Alıştırma yönergesi ▸
Aşağıdaki listede "Shot-chart prep: mark the spotlight" ifadesinin geçtiği satırdan listenin sonuna kadar uzanan bölümü, iki uç da dahil, boş satırları çıkararak numaralı bir listeye dönüştür. Yalnızca bu satırları ver.

Liste ▸
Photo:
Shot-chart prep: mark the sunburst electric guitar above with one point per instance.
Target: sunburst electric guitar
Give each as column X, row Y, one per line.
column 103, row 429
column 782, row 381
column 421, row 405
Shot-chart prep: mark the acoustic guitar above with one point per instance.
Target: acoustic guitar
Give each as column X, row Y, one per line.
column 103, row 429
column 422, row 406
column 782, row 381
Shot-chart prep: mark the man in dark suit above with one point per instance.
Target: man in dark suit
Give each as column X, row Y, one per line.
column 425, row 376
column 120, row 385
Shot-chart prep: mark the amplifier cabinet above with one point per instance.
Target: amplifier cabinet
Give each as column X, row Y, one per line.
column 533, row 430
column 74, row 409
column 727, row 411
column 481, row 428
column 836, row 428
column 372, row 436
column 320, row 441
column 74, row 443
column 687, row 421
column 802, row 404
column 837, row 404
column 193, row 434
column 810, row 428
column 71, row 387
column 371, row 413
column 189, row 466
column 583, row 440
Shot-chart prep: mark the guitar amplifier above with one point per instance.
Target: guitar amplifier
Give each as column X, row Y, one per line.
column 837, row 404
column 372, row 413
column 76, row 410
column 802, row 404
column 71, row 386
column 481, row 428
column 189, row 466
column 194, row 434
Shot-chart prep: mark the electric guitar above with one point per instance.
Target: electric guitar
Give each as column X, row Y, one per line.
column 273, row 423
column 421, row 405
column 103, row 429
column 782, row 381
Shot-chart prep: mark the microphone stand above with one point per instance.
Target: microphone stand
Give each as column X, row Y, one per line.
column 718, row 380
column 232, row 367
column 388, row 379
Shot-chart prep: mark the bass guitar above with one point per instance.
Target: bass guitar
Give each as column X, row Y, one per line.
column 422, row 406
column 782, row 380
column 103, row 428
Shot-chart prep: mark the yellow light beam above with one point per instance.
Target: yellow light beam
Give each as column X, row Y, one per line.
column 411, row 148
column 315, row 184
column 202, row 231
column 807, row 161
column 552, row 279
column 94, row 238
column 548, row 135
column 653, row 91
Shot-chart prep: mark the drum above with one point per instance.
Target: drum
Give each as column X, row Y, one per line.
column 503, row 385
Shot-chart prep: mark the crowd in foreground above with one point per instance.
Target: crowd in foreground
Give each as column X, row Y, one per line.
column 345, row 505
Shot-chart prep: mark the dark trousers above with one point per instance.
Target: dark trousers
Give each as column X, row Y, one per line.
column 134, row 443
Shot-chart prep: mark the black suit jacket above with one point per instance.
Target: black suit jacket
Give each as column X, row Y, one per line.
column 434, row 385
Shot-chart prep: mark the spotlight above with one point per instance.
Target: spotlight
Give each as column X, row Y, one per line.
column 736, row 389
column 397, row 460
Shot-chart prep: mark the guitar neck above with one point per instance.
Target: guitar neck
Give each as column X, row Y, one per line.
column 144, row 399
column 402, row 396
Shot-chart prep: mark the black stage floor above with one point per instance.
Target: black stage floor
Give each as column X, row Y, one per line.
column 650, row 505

Cevap aşağıda ▸
1. Shot-chart prep: mark the spotlight above with one point per instance.
2. Target: spotlight
3. Give each as column X, row Y, one per line.
4. column 736, row 389
5. column 397, row 460
6. Shot-chart prep: mark the guitar neck above with one point per instance.
7. Target: guitar neck
8. Give each as column X, row Y, one per line.
9. column 144, row 399
10. column 402, row 396
11. Shot-chart prep: mark the black stage floor above with one point per instance.
12. Target: black stage floor
13. Give each as column X, row Y, one per line.
14. column 650, row 505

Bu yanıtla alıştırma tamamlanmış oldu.